TO BE DONE — Could you carry on the passage below about Alexander Hamilton and slavery, starting right after its final sentence?

SELECTED TEXT —
'''
Theoretically, for the glorifying tone of this play to work, this core maxim of the United States, that “anyone” can “make it” if they “work hard” and “apply themselves” would have to be somewhat true, or have evolved into truth sometime before today, as most liberals seem to insist on. All of these words and phrases enclosed by quotes contain a wide enough range of definition to be essentially meaningless, but I’ll give it a shot. “Anyone”, as we’ve been over, didn’t include black people in shackles, which by the year 1790 was nearly 20% of the American population.4 ‘Making it’, interestingly enough for Hamilton, included one of the highest offices in our land at the time, Secretary of the Treasury, but it did not mean making it there with his moral fiber intact. Given that Alexander Hamilton had any true moral aversion to slavery, he shaved it all off the eloquent oratory and writing he did so it would fit just perfectly into the position of America’s first economic commander. Hamilton, from this perch and from the right hand of the president, surely could have put together a case for why “all men are created equal” should translate to ‘Our economic system is built on a massive injustice.’5 Hamilton, the genius he’s portrayed as in this play and throughout conventional American history, would have been perfectly capable of making this lay-up argument and had probably run it in the back of his head time and time again. He either didn’t care about it enough,complicity with a genocide, didn’t bring it to those in his government, political cowardice, or he wasn’t listened to, at which point if he had a serious moral hang-up, he would have resigned.
'''
SUPPLIED DATA —
'''
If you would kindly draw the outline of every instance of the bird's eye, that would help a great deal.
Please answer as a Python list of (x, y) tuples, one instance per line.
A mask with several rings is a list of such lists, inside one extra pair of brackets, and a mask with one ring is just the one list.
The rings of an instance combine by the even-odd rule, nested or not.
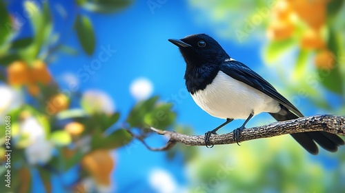
[(199, 45), (199, 47), (205, 47), (206, 46), (206, 43), (204, 40), (200, 40), (197, 43), (197, 45)]

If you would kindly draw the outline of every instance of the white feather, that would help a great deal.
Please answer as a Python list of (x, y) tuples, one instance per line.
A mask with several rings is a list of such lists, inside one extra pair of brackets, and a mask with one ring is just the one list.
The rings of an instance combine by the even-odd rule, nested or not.
[(252, 112), (257, 114), (280, 110), (277, 101), (221, 71), (212, 83), (192, 97), (202, 110), (221, 119), (247, 119)]

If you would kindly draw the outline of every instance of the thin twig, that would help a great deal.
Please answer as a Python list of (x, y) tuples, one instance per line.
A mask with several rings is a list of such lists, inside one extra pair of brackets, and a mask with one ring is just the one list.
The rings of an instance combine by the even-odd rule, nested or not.
[[(169, 139), (164, 146), (159, 148), (150, 148), (144, 139), (139, 139), (149, 150), (152, 151), (168, 150), (177, 143), (192, 146), (205, 145), (204, 135), (186, 135), (154, 128), (150, 128), (150, 130)], [(239, 141), (246, 141), (287, 134), (316, 131), (345, 136), (345, 116), (322, 114), (275, 122), (269, 125), (245, 129), (241, 132), (239, 139)], [(210, 138), (210, 143), (212, 145), (235, 143), (236, 141), (233, 139), (233, 132), (220, 135), (212, 134)]]

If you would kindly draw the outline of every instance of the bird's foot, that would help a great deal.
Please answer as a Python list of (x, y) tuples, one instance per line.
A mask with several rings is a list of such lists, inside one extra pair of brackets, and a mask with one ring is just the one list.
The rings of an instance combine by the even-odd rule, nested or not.
[(241, 126), (233, 132), (233, 139), (236, 141), (236, 143), (237, 143), (237, 145), (239, 146), (241, 146), (241, 145), (239, 145), (239, 133), (245, 128), (244, 128), (244, 126)]
[(217, 132), (213, 131), (213, 130), (208, 131), (208, 132), (205, 133), (205, 138), (204, 139), (204, 140), (205, 141), (205, 145), (206, 145), (206, 148), (213, 148), (213, 145), (212, 145), (212, 146), (209, 146), (210, 145), (210, 137), (211, 136), (211, 134), (217, 134)]

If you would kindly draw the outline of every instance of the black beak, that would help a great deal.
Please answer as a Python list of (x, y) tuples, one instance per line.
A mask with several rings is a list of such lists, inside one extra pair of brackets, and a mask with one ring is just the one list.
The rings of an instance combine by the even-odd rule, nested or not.
[(179, 48), (188, 48), (188, 47), (192, 47), (192, 45), (183, 42), (182, 41), (177, 39), (169, 39), (168, 41), (175, 45), (177, 45)]

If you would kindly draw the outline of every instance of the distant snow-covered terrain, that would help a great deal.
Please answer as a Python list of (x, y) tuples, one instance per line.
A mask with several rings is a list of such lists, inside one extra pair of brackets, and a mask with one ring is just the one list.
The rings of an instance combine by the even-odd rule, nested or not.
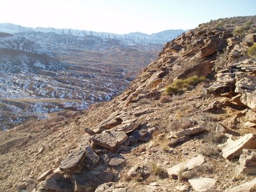
[(0, 131), (110, 100), (182, 30), (148, 35), (0, 24)]

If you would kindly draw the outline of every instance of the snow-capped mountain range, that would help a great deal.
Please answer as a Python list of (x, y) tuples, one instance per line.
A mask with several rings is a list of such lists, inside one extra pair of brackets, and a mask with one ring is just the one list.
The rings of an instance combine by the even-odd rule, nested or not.
[(0, 131), (111, 100), (182, 32), (116, 35), (0, 24)]
[(152, 35), (135, 32), (119, 35), (107, 32), (95, 32), (86, 30), (72, 29), (54, 29), (52, 28), (27, 28), (10, 23), (0, 24), (0, 31), (17, 33), (21, 32), (55, 33), (59, 35), (74, 35), (77, 36), (94, 36), (102, 38), (113, 38), (122, 40), (127, 44), (164, 44), (184, 32), (182, 29), (163, 31)]

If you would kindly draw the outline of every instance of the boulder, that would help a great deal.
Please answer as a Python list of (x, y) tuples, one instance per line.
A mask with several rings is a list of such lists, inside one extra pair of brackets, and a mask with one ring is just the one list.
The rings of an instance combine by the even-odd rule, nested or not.
[(113, 152), (127, 138), (128, 136), (124, 131), (111, 130), (93, 136), (90, 142), (93, 148), (100, 147)]
[(256, 150), (243, 149), (239, 162), (241, 173), (247, 175), (256, 174)]
[(236, 141), (229, 141), (221, 146), (222, 156), (228, 160), (239, 157), (244, 148), (255, 148), (256, 136), (252, 134), (246, 134)]
[(241, 94), (238, 94), (230, 99), (229, 102), (232, 104), (239, 106), (244, 106), (244, 104), (241, 101), (241, 97), (242, 97)]
[(251, 109), (256, 109), (256, 92), (243, 94), (241, 101)]
[(124, 184), (110, 182), (99, 186), (95, 192), (127, 192), (127, 189)]
[(188, 135), (182, 136), (182, 137), (179, 137), (179, 138), (171, 138), (170, 141), (168, 143), (168, 145), (170, 147), (175, 147), (177, 145), (178, 145), (179, 143), (183, 143), (183, 142), (189, 140), (190, 138), (191, 138), (191, 137)]
[(245, 120), (252, 123), (256, 123), (256, 112), (252, 109), (248, 110), (245, 115)]
[(226, 133), (228, 129), (221, 124), (218, 124), (215, 132), (218, 133)]
[(111, 117), (101, 122), (99, 125), (99, 128), (100, 130), (109, 129), (121, 124), (122, 121), (122, 118), (119, 117), (116, 117), (115, 118)]
[(49, 170), (48, 171), (44, 172), (43, 174), (42, 174), (39, 177), (36, 179), (37, 181), (42, 181), (45, 179), (46, 177), (47, 177), (49, 175), (52, 174), (54, 170)]
[(153, 112), (154, 112), (153, 110), (150, 110), (149, 109), (145, 109), (137, 111), (133, 113), (133, 115), (135, 116), (141, 116), (141, 115), (146, 114), (146, 113), (153, 113)]
[(127, 173), (129, 177), (136, 177), (139, 174), (144, 177), (149, 175), (150, 171), (145, 166), (136, 164), (132, 166)]
[(256, 191), (256, 179), (242, 184), (239, 186), (230, 188), (225, 190), (225, 192), (252, 192)]
[(255, 127), (256, 124), (252, 123), (251, 122), (246, 122), (244, 125), (245, 127)]
[(192, 170), (195, 167), (202, 164), (204, 163), (204, 161), (205, 159), (204, 156), (198, 155), (194, 158), (188, 159), (188, 161), (180, 163), (180, 164), (168, 168), (167, 170), (168, 173), (172, 178), (177, 179), (178, 179), (178, 175), (180, 172)]
[(75, 192), (93, 192), (96, 187), (90, 183), (92, 174), (83, 170), (81, 173), (72, 174), (72, 179), (74, 184)]
[(87, 134), (88, 134), (89, 135), (95, 135), (95, 132), (92, 131), (91, 129), (88, 128), (88, 127), (85, 127), (84, 128), (84, 132), (86, 132)]
[(111, 166), (118, 166), (124, 164), (125, 162), (125, 159), (124, 159), (123, 156), (120, 156), (114, 157), (111, 159), (110, 159), (109, 164)]
[(100, 160), (100, 157), (90, 145), (85, 147), (85, 151), (86, 154), (83, 164), (87, 168), (92, 169), (97, 165)]
[(211, 38), (200, 50), (201, 57), (205, 58), (216, 52), (220, 40), (216, 38)]
[(204, 192), (209, 191), (211, 189), (212, 189), (216, 180), (212, 178), (196, 178), (189, 179), (188, 182), (193, 190)]
[(183, 70), (183, 72), (179, 75), (177, 78), (184, 79), (195, 75), (198, 77), (205, 77), (212, 72), (212, 67), (213, 63), (209, 60), (201, 62)]
[(45, 180), (40, 183), (40, 186), (53, 191), (70, 192), (74, 191), (74, 186), (71, 179), (65, 177), (61, 173), (53, 173)]
[(196, 126), (191, 128), (183, 129), (180, 131), (171, 132), (169, 139), (172, 138), (179, 138), (184, 136), (193, 136), (198, 133), (203, 132), (205, 131), (205, 129), (202, 126)]
[(83, 163), (86, 155), (84, 147), (80, 147), (70, 154), (60, 165), (60, 169), (68, 173), (79, 173), (83, 168)]

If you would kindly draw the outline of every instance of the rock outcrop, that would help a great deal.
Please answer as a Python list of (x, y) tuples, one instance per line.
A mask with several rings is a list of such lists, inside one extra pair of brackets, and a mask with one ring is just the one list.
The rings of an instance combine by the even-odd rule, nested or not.
[[(232, 29), (203, 24), (189, 30), (166, 43), (112, 101), (66, 124), (52, 118), (48, 127), (36, 122), (0, 136), (7, 140), (0, 140), (2, 191), (253, 189), (256, 63), (246, 54), (252, 41), (244, 43)], [(170, 84), (175, 93), (165, 91)], [(26, 134), (28, 127), (33, 134)], [(4, 173), (21, 166), (22, 179), (8, 187), (17, 177)]]

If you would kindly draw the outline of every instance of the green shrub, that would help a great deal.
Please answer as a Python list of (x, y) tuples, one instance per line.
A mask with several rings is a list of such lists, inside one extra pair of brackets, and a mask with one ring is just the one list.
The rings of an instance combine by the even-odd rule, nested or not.
[(248, 48), (247, 50), (247, 54), (250, 57), (256, 58), (256, 44), (254, 44)]
[(205, 77), (198, 77), (197, 76), (193, 76), (186, 79), (175, 79), (166, 87), (164, 94), (172, 95), (182, 93), (184, 90), (205, 80)]

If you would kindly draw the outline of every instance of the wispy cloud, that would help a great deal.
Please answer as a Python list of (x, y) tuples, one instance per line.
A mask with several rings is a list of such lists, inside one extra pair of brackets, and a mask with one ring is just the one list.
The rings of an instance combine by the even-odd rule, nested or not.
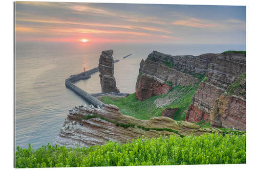
[(174, 25), (201, 28), (216, 27), (218, 26), (218, 24), (216, 23), (210, 23), (195, 18), (190, 18), (186, 20), (176, 20), (172, 22), (172, 24)]

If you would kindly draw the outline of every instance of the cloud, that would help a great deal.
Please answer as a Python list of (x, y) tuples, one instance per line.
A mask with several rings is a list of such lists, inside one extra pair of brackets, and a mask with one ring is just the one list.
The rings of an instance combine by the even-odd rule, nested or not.
[(176, 20), (172, 22), (172, 24), (200, 28), (217, 27), (218, 26), (218, 25), (216, 23), (210, 23), (195, 18), (190, 18), (186, 20)]

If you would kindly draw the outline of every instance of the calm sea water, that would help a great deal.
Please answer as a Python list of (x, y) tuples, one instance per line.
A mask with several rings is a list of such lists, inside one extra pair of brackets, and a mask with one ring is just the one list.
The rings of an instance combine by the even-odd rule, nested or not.
[[(133, 93), (139, 63), (153, 50), (171, 55), (198, 55), (229, 50), (245, 50), (243, 45), (174, 45), (24, 42), (16, 43), (15, 145), (37, 148), (52, 144), (68, 109), (86, 103), (65, 84), (66, 78), (98, 66), (103, 50), (112, 49), (114, 76), (121, 92)], [(134, 55), (124, 59), (122, 57)], [(89, 93), (101, 92), (99, 73), (76, 83)]]

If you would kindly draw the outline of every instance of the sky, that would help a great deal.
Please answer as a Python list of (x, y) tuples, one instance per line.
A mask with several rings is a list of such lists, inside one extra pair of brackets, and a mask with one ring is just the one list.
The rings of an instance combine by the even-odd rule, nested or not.
[(246, 7), (17, 2), (17, 41), (246, 43)]

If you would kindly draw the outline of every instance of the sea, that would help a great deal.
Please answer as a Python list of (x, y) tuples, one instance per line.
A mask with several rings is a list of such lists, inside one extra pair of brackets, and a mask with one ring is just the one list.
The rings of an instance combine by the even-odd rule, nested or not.
[[(15, 45), (15, 147), (35, 149), (52, 144), (68, 109), (88, 102), (65, 86), (65, 79), (96, 67), (101, 51), (112, 49), (114, 77), (121, 92), (132, 93), (139, 63), (153, 51), (172, 55), (199, 55), (228, 50), (245, 51), (243, 44), (16, 42)], [(125, 58), (123, 57), (133, 54)], [(99, 72), (75, 83), (90, 93), (101, 92)]]

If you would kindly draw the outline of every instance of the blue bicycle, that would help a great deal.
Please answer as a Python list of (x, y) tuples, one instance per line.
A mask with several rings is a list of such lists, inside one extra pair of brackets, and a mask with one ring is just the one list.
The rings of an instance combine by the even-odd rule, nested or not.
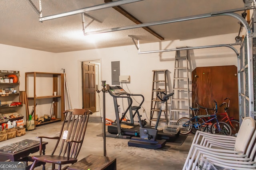
[[(217, 102), (214, 101), (214, 102), (217, 106)], [(230, 125), (226, 122), (219, 121), (217, 118), (217, 108), (216, 107), (214, 114), (199, 115), (195, 115), (191, 119), (188, 117), (180, 119), (177, 122), (177, 125), (180, 127), (180, 133), (182, 134), (188, 134), (192, 130), (205, 131), (207, 128), (210, 127), (210, 131), (212, 133), (231, 135), (232, 130)], [(214, 123), (212, 123), (214, 121), (215, 121)]]

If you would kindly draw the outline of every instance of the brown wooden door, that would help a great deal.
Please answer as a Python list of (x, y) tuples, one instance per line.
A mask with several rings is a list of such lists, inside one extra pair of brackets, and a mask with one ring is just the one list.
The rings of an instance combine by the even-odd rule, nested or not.
[[(195, 103), (196, 103), (206, 107), (214, 108), (215, 100), (218, 103), (218, 113), (224, 113), (225, 106), (219, 106), (228, 97), (230, 100), (228, 115), (239, 120), (237, 76), (237, 68), (235, 66), (196, 68), (192, 72), (192, 107), (196, 107)], [(205, 113), (205, 111), (200, 110), (199, 115)]]
[(96, 111), (95, 64), (82, 63), (83, 108)]

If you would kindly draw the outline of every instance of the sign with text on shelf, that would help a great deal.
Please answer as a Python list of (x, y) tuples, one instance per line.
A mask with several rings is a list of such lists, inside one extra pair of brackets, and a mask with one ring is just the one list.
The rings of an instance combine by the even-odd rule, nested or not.
[(6, 70), (0, 70), (0, 73), (18, 73), (19, 71), (10, 71)]

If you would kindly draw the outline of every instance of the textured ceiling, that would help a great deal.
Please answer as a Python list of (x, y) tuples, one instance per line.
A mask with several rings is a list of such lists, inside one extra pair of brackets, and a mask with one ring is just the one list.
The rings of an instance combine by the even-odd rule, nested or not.
[[(39, 0), (31, 0), (39, 9)], [(104, 0), (42, 0), (43, 16), (104, 4)], [(214, 13), (243, 8), (242, 0), (144, 0), (121, 7), (143, 23)], [(128, 35), (140, 43), (162, 40), (142, 28), (84, 36), (81, 15), (39, 21), (39, 16), (28, 0), (0, 1), (0, 43), (53, 53), (133, 44)], [(241, 14), (243, 11), (238, 12)], [(94, 31), (135, 24), (112, 8), (88, 14), (93, 21), (86, 29)], [(85, 17), (86, 24), (91, 19)], [(184, 40), (238, 33), (240, 25), (233, 18), (221, 16), (151, 26), (164, 41)]]

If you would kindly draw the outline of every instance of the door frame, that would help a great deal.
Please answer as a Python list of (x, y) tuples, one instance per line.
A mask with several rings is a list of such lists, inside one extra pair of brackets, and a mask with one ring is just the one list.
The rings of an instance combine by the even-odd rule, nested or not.
[[(78, 60), (78, 94), (80, 94), (78, 95), (78, 101), (79, 101), (79, 108), (82, 108), (83, 107), (83, 98), (82, 98), (82, 64), (83, 62), (88, 62), (92, 63), (94, 64), (95, 64), (98, 65), (98, 82), (99, 82), (100, 84), (98, 85), (98, 88), (100, 88), (100, 82), (102, 79), (102, 64), (101, 59), (92, 59), (88, 60)], [(101, 93), (96, 94), (96, 111), (99, 111), (99, 107), (102, 106), (102, 102), (99, 100), (99, 98), (98, 94), (100, 95), (100, 96), (101, 98)], [(97, 102), (98, 101), (98, 102)]]

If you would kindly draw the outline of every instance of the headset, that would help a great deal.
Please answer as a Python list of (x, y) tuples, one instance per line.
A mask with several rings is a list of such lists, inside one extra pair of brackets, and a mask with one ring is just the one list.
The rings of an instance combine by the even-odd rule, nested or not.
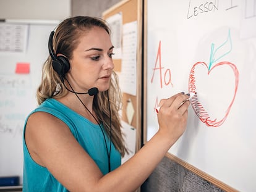
[(53, 67), (54, 71), (59, 75), (61, 82), (64, 82), (65, 74), (68, 72), (70, 65), (67, 58), (64, 56), (57, 56), (54, 53), (53, 46), (53, 39), (54, 31), (51, 31), (49, 37), (48, 49), (49, 55), (53, 59)]

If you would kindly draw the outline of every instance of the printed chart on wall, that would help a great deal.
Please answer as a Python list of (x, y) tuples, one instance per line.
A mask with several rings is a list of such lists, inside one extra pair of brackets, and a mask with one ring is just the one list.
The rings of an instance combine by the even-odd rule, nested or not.
[(0, 23), (0, 177), (23, 183), (22, 133), (36, 106), (36, 91), (49, 53), (48, 37), (58, 21)]
[(256, 1), (146, 4), (147, 140), (161, 99), (191, 99), (169, 152), (237, 190), (256, 188)]

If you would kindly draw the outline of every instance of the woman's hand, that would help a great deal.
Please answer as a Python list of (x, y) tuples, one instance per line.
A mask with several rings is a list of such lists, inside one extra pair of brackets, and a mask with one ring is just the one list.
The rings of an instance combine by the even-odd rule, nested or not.
[(185, 131), (189, 101), (186, 101), (189, 94), (181, 93), (168, 99), (162, 99), (159, 106), (160, 109), (158, 114), (159, 130), (160, 134), (174, 143)]

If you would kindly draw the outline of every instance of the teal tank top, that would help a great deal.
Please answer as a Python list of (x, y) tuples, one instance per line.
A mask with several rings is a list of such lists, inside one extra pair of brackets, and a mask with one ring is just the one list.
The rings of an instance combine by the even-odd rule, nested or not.
[[(25, 131), (28, 117), (33, 113), (42, 111), (54, 115), (63, 121), (70, 130), (74, 136), (98, 165), (103, 175), (108, 172), (108, 156), (103, 135), (99, 125), (96, 125), (70, 108), (54, 99), (46, 100), (32, 111), (25, 122), (23, 134), (23, 191), (68, 191), (45, 167), (36, 163), (31, 157), (25, 141)], [(101, 125), (102, 127), (102, 124)], [(103, 129), (104, 130), (104, 129)], [(111, 170), (121, 165), (121, 154), (115, 148), (103, 130), (108, 151), (111, 151), (110, 163)]]

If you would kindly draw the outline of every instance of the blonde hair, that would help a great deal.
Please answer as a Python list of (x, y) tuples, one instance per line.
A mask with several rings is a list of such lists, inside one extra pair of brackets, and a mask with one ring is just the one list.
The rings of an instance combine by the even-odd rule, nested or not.
[[(106, 22), (100, 18), (77, 16), (64, 20), (58, 27), (53, 40), (53, 49), (56, 54), (61, 53), (67, 59), (71, 59), (73, 51), (79, 43), (79, 37), (81, 32), (88, 31), (95, 26), (104, 28), (110, 34), (110, 30)], [(54, 70), (52, 62), (53, 59), (49, 56), (43, 66), (42, 79), (36, 92), (39, 104), (48, 98), (62, 98), (68, 91), (64, 87), (59, 75)], [(111, 135), (111, 140), (116, 148), (124, 156), (127, 150), (121, 130), (119, 111), (122, 107), (121, 101), (122, 94), (117, 75), (113, 72), (108, 90), (100, 92), (94, 96), (93, 107), (108, 135), (110, 136)], [(112, 127), (111, 133), (110, 125)]]

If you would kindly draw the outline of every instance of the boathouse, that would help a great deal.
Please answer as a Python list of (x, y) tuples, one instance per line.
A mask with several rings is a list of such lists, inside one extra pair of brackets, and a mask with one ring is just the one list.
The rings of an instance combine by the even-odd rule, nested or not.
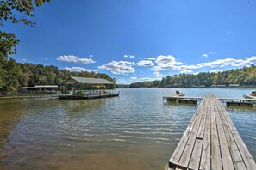
[(71, 76), (63, 82), (59, 99), (91, 99), (118, 96), (114, 82), (102, 78)]

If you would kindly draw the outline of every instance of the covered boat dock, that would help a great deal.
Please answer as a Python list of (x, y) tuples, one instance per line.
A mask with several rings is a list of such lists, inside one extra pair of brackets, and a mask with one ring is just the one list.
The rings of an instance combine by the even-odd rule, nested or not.
[(71, 76), (63, 83), (59, 99), (96, 99), (119, 96), (114, 92), (114, 82), (102, 78)]

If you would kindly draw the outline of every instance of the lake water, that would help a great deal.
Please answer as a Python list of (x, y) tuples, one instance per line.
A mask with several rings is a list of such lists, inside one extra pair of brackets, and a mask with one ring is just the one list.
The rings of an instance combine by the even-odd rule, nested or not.
[[(0, 100), (0, 169), (164, 169), (197, 106), (188, 96), (240, 97), (250, 88), (117, 89), (90, 100)], [(256, 159), (256, 110), (228, 108)]]

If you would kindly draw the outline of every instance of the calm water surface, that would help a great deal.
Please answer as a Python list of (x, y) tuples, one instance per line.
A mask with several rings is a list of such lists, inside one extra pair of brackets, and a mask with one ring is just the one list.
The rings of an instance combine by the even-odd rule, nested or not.
[[(91, 100), (0, 100), (0, 169), (163, 169), (196, 106), (169, 104), (178, 88), (118, 89)], [(249, 88), (179, 88), (242, 97)], [(228, 112), (256, 160), (256, 110)]]

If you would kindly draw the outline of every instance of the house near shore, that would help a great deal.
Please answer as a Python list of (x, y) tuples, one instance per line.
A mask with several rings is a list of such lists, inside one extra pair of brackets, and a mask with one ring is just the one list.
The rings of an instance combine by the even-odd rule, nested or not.
[(63, 82), (59, 99), (94, 99), (119, 96), (114, 91), (114, 82), (102, 78), (71, 76)]
[(229, 88), (238, 88), (239, 84), (229, 84)]
[(43, 93), (55, 93), (59, 89), (57, 85), (36, 85), (33, 87), (22, 87), (22, 92), (43, 92)]

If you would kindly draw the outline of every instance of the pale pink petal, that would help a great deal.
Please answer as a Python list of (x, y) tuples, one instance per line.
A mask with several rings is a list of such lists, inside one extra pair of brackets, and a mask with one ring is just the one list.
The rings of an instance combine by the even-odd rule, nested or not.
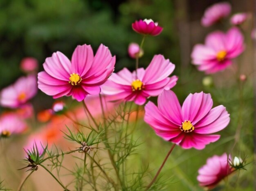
'''
THE ANSWER —
It’s usually here that, if this were a dialogue, I would get arguments about preserving the union and keeping the country together and this is precisely my point. At no point were black people’s rights (or any other oppressed group’s, for that matter) a priority of those in power in the United States. No matter the injustice, no matter its strain on the country, the priority of our government has been on enriching itself and protecting its power. Even during the Civil War, Abraham Lincoln’s “paramount struggle (was) to save the Union, and (was) not to either save or to destroy slavery”.6 Lincoln makes this eternally principled stance on the morals of slavery clear, “If I could save the Union without freeing any slave I would do it”.7 It’s not the role of Hamilton’s bourgeois capitalist government, Lincoln’s bourgeois government or any other bourgeois capitalist government to secure the rights of the free, discounted or similarly oppressed labor they profit off of. It’s not the role of the “white moderate”, I’m guessing the majority of the play’s audience, to “paternalistically… set the timetable for another man’s freedom”, as Martin Luther King said.8 It’s very simply not in their best interest (until it incidentally is, when the South fucks up and secedes). It’s the role of the oppressed people to secure their own rights by any means necessary, much like George Washington, Alexander Hamilton, and their friends did in the American Revolution, as famously depicted in the hit Broadway musical Hamilton. I digress.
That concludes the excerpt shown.